▶ _THE REQUEST_: Copy out all of the material below word for word, leaving out the pictures.
--- Start RECORD LIST ---
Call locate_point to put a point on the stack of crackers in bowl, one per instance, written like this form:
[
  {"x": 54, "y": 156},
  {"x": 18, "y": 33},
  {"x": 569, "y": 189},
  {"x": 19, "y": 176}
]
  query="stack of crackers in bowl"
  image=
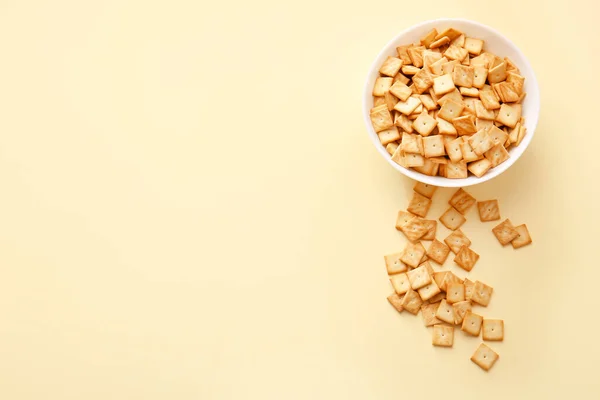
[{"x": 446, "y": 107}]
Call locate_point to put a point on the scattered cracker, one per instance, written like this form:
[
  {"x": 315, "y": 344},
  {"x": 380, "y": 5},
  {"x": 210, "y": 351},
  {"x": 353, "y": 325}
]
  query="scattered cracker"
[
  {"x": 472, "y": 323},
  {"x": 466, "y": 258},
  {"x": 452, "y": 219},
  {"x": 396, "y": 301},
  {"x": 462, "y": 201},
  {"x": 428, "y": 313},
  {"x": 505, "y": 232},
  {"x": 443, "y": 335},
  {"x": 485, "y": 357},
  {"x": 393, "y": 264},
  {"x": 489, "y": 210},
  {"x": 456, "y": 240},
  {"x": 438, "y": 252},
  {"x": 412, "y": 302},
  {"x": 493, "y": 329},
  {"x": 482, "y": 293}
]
--- End RECORD LIST ---
▶ _THE RESULT_:
Call locate_point to put a point on the stack of crackers in bowl, one per instance, written like this form:
[
  {"x": 54, "y": 156},
  {"x": 18, "y": 33},
  {"x": 569, "y": 189},
  {"x": 19, "y": 176}
]
  query="stack of crackers in bowl"
  image=
[{"x": 446, "y": 107}]
Call locate_point to put a point on the scattered cracker, one per instance, written like this form:
[
  {"x": 315, "y": 344},
  {"x": 380, "y": 5},
  {"x": 210, "y": 351},
  {"x": 353, "y": 325}
]
  query="scattered cracker"
[
  {"x": 472, "y": 323},
  {"x": 466, "y": 258},
  {"x": 452, "y": 219},
  {"x": 396, "y": 301},
  {"x": 462, "y": 201},
  {"x": 428, "y": 313},
  {"x": 505, "y": 232},
  {"x": 443, "y": 335},
  {"x": 485, "y": 357},
  {"x": 393, "y": 264},
  {"x": 489, "y": 210},
  {"x": 456, "y": 240},
  {"x": 438, "y": 252},
  {"x": 412, "y": 302},
  {"x": 493, "y": 329},
  {"x": 482, "y": 293}
]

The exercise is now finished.